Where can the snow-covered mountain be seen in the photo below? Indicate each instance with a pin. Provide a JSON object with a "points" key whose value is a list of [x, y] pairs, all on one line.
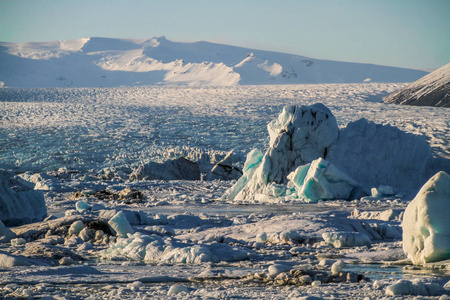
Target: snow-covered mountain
{"points": [[431, 90], [94, 62]]}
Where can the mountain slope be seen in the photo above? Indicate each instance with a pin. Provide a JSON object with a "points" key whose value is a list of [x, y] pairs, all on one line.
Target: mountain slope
{"points": [[94, 62], [431, 90]]}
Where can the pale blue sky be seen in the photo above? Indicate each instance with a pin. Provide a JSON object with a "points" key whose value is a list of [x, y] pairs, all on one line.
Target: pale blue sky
{"points": [[403, 33]]}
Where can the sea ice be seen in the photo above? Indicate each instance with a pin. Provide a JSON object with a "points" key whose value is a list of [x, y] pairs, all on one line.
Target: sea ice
{"points": [[426, 226], [19, 203], [346, 239]]}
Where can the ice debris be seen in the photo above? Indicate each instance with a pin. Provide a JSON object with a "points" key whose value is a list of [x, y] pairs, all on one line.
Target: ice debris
{"points": [[19, 202], [177, 169], [154, 248], [415, 287], [6, 234], [176, 289], [376, 154], [382, 191], [426, 225], [81, 206]]}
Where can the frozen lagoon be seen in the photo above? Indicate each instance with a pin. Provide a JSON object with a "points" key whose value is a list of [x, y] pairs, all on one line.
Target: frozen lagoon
{"points": [[100, 135]]}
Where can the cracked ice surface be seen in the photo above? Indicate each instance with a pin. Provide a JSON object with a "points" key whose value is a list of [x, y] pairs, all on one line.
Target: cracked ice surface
{"points": [[95, 128]]}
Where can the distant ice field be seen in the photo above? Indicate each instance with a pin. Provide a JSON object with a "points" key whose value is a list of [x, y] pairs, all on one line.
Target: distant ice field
{"points": [[96, 128]]}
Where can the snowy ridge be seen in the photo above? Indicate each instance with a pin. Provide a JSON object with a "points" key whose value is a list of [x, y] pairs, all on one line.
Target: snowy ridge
{"points": [[107, 62], [431, 90]]}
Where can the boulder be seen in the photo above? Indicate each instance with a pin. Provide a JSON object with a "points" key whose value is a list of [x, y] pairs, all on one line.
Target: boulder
{"points": [[19, 202], [426, 225]]}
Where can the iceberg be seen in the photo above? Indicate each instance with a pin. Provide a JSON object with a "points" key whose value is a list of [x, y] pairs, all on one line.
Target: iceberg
{"points": [[321, 180], [224, 169], [426, 226], [19, 202], [378, 154], [298, 136]]}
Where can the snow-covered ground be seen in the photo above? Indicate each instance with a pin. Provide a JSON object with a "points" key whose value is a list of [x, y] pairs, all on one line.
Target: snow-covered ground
{"points": [[84, 143], [108, 62]]}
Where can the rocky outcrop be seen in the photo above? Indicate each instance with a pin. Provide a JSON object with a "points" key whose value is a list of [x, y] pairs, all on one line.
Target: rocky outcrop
{"points": [[430, 90]]}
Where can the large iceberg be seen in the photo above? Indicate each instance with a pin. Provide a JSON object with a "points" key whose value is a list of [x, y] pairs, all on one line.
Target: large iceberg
{"points": [[298, 136], [19, 202], [307, 151], [426, 225], [381, 155]]}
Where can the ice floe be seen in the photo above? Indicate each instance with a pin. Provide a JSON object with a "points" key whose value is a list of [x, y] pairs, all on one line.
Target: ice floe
{"points": [[19, 202]]}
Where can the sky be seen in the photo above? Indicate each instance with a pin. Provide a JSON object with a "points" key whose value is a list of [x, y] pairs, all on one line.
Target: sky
{"points": [[402, 33]]}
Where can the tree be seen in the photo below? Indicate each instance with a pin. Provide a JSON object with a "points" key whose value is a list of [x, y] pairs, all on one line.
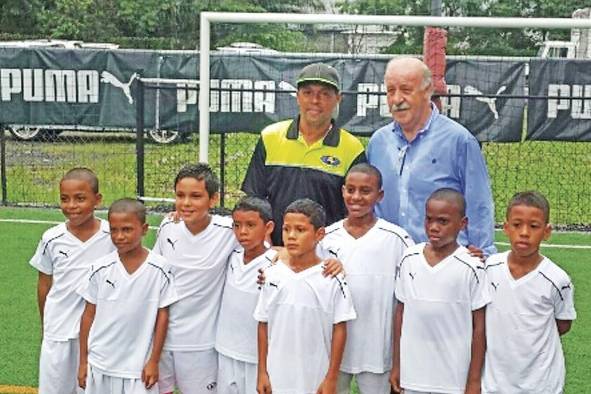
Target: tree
{"points": [[474, 41]]}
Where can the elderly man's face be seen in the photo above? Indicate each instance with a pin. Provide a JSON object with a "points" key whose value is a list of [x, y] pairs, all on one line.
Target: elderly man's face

★ ★ ★ ★ ★ ★ ★

Recast all of the material above as a numbered list with one line per entry, skipping any blank lines. Leave the pictures out of your answer.

1. Where can the snow-covered mountain be seen in the photo below? Indicate each instance with a pin. Provide a JSON object with a "points" key whose value is a list of [x, y] pairs, all on one line.
2. Target: snow-covered mountain
3. {"points": [[431, 90], [94, 62]]}
4. Where can the mountain slope be seen in the photo above? Indicate each instance with a pin. Provide a JSON object with a "points" key whose value is a list of [x, y] pairs, all on one line.
5. Target: mountain slope
6. {"points": [[94, 62], [431, 90]]}
7. Where can the pale blue sky be seen in the photo above? Indicate each instance with a pin. Provide a JSON object with a "points" key whose value is a list of [x, y] pairs, all on one line.
8. Target: pale blue sky
9. {"points": [[403, 33]]}
10. Where can the sea ice be seen in the photo above? Indicate each instance with a pin. Provide a JSON object with a "points" key whose value is a list of [x, y] pairs, all on one line.
11. Target: sea ice
12. {"points": [[426, 226], [19, 203], [346, 239]]}
13. Where can the ice debris be seen in the photo above? Indicate each instance with a pin. Provide a JSON object with a "points" key whose value is a list of [x, y] pairs, all on one line.
14. Target: ice debris
15. {"points": [[19, 202], [177, 169], [154, 248], [415, 287], [6, 234], [176, 289], [376, 154], [382, 191], [426, 225], [81, 206]]}
16. Where can the frozen lagoon be seen in the photo above? Indicate each instance with a pin. Provide a JSON object with a "points" key whose value is a list of [x, y] pairs, all on one line.
17. Target: frozen lagoon
18. {"points": [[100, 135]]}
19. Where can the cracked ice surface be seen in the photo above? Indicate each instance with a pin. Provide a JSON object with a "points" key whose value is a list of [x, y] pairs, all on one line.
20. Target: cracked ice surface
21. {"points": [[95, 128]]}
22. Where can the distant ice field be seen in the photo above? Indicate each instance with a pin. Provide a JSON object with a "points" key whose value is a list of [x, y] pairs, all on one line.
23. Target: distant ice field
24. {"points": [[96, 128]]}
25. Where can the snowy ridge be seen in the photo above? Indicate each instance with a pin. Provide a JSON object with a "points" key whose value is a list of [x, y] pairs, all on one line.
26. Target: snowy ridge
27. {"points": [[107, 62], [431, 90]]}
28. Where can the boulder be seen in the photo above? Indicate each instance with a pin. Provide a JSON object with a "points" key whose value is a list of [x, y] pairs, all on one line.
29. Target: boulder
30. {"points": [[19, 202], [426, 225]]}
31. Where can the iceberg be seen in the photo above? Indicate each instance with a pin. Provide a JSON object with a "points" key whose value is a list of [x, y] pairs, all on one line.
32. Target: iceberg
33. {"points": [[321, 180], [224, 169], [426, 226], [19, 202], [378, 154], [298, 136]]}
34. Where can the snow-covered ground be seen in the photo above? Indicate each instance with a pin. Provide a JSON object with a "points" key whose value is a list of [x, y] pairs, all on one line.
35. Target: snow-covered ground
36. {"points": [[84, 143], [108, 62]]}
37. Where can the rocky outcrop be seen in the photo above? Indicate each instance with a pin. Provide a JSON object with a "points" key whose value is a list of [x, y] pairs, all on one line.
38. Target: rocky outcrop
39. {"points": [[430, 90]]}
40. Where can the large iceberg be seen in the photo above? Indicate each instance with a pin. Provide a JSON object with a "points" key whose value is a list of [x, y] pairs, all on one line.
41. Target: large iceberg
42. {"points": [[298, 136], [19, 202], [307, 151], [426, 225], [381, 155]]}
43. Where can the ice floe be seen in the photo above? Indicate each instance with a pin. Provide a JSON object with a "points" key whose value is a list of [x, y] pairs, all on one line.
44. Target: ice floe
45. {"points": [[19, 202]]}
46. Where can the sky be seen in the photo above? Indicate each instance with a pin. Provide a JSON object with a "points" key whose value is a list of [x, y] pairs, all on one line.
47. Target: sky
48. {"points": [[402, 33]]}
49. Where can the tree be seen in the photo below? Indicate each instance with a pin. Provide a JSON object with a "points" key whose value is a list of [x, y] pairs, all on one line.
50. Target: tree
51. {"points": [[474, 41]]}
52. Where can the elderly man's face be seen in the photo above? Indicate each instance with a pin. Provide a JSON object with a "points" key whose value is a list of [x, y] pairs, all on one line.
53. Target: elderly man's face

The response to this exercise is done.